▶ [EXTRACTED INFORMATION]:
····················

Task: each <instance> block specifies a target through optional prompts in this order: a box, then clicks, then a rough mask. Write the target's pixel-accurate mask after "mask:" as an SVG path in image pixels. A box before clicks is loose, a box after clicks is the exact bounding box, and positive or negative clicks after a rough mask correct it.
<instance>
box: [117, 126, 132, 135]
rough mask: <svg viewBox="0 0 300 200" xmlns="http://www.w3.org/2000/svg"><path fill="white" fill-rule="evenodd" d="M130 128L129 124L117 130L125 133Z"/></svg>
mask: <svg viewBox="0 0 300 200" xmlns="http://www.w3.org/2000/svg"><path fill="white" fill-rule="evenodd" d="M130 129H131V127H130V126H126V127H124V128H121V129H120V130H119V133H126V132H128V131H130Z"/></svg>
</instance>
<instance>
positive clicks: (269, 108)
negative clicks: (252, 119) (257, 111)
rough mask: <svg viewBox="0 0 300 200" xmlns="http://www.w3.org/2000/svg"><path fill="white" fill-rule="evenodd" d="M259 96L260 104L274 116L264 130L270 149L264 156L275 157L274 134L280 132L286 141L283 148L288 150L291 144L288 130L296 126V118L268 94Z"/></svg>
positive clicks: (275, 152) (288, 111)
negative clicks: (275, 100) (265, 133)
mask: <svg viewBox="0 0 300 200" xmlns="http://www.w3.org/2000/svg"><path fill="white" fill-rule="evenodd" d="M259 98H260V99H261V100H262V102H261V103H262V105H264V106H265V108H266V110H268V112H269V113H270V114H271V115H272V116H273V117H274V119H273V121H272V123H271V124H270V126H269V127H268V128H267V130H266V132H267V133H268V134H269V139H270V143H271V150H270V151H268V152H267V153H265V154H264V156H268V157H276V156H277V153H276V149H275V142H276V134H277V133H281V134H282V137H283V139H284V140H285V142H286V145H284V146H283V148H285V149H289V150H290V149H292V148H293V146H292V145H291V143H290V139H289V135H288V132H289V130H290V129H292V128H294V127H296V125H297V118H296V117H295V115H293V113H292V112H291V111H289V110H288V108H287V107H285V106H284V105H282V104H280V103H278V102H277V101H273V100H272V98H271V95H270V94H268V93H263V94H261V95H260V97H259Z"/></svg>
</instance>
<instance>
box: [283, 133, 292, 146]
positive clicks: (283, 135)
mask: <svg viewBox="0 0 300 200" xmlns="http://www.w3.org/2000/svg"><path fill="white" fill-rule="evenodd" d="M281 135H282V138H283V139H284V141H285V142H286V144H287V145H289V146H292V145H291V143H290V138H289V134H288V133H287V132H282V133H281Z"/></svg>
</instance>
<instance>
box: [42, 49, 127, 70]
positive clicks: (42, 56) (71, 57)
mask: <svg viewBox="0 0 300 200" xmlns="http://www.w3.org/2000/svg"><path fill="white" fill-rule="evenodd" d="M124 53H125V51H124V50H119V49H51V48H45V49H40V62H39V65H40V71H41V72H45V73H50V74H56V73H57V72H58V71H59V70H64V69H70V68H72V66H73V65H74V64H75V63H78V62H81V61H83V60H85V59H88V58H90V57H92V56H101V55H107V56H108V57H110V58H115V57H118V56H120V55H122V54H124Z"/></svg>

····················

▶ [HOW TO COMPLETE THIS TASK]:
Copy all of the rows above line for line, with no changes.

▶ [OUTPUT FOR THIS TASK]:
Task: each <instance> block specifies a target through optional prompts in this order: a box, then clicks, then a rough mask. Write the target's pixel-accurate mask after "mask:" as an SVG path in image pixels. A box before clicks is loose, a box after clicks is the exact bounding box, and positive or negative clicks after a rough mask correct it.
<instance>
box: [117, 126, 132, 135]
rough mask: <svg viewBox="0 0 300 200" xmlns="http://www.w3.org/2000/svg"><path fill="white" fill-rule="evenodd" d="M130 128L129 124L117 130L125 133Z"/></svg>
mask: <svg viewBox="0 0 300 200" xmlns="http://www.w3.org/2000/svg"><path fill="white" fill-rule="evenodd" d="M130 129H131V127H130V126H126V127H124V128H121V129H120V130H119V133H126V132H128V131H130Z"/></svg>
</instance>
<instance>
positive clicks: (269, 108)
negative clicks: (252, 119) (257, 111)
rough mask: <svg viewBox="0 0 300 200" xmlns="http://www.w3.org/2000/svg"><path fill="white" fill-rule="evenodd" d="M259 96L260 104L274 116L264 130L270 149L264 156L275 157L274 134L280 132L286 141L283 148L288 150L291 144L288 130L296 126V118L268 94Z"/></svg>
positive clicks: (275, 152) (288, 111)
negative clicks: (275, 100) (265, 133)
mask: <svg viewBox="0 0 300 200" xmlns="http://www.w3.org/2000/svg"><path fill="white" fill-rule="evenodd" d="M259 98H260V99H261V100H262V102H261V103H262V105H264V106H265V108H266V110H268V112H269V113H270V114H271V115H272V116H273V117H274V119H273V121H272V123H271V124H270V126H269V127H268V128H267V130H266V132H267V133H268V134H269V139H270V143H271V150H270V151H268V152H267V153H265V154H264V156H268V157H276V156H277V153H276V149H275V142H276V134H277V133H281V134H282V137H283V139H284V140H285V142H286V145H284V146H283V148H285V149H289V150H290V149H292V148H293V146H292V145H291V143H290V139H289V135H288V132H289V130H290V129H292V128H294V127H296V125H297V118H296V117H295V115H293V113H292V112H291V111H289V110H288V108H287V107H285V106H284V105H282V104H280V103H278V102H277V101H273V100H272V98H271V95H270V94H268V93H263V94H261V95H260V97H259Z"/></svg>
</instance>
<instance>
box: [283, 133, 292, 146]
positive clicks: (283, 135)
mask: <svg viewBox="0 0 300 200" xmlns="http://www.w3.org/2000/svg"><path fill="white" fill-rule="evenodd" d="M281 135H282V138H283V139H284V141H285V142H286V144H287V145H289V146H292V145H291V143H290V138H289V134H288V133H287V132H282V133H281Z"/></svg>
</instance>
<instance>
box: [42, 49, 127, 70]
positive clicks: (42, 56) (71, 57)
mask: <svg viewBox="0 0 300 200" xmlns="http://www.w3.org/2000/svg"><path fill="white" fill-rule="evenodd" d="M124 53H125V51H124V50H119V49H51V48H45V49H40V62H39V65H40V71H41V72H45V73H50V74H56V73H57V72H58V71H59V70H64V69H70V68H72V66H73V65H74V64H75V63H78V62H81V61H83V60H85V59H88V58H90V57H92V56H101V55H107V56H108V57H110V58H115V57H118V56H120V55H122V54H124Z"/></svg>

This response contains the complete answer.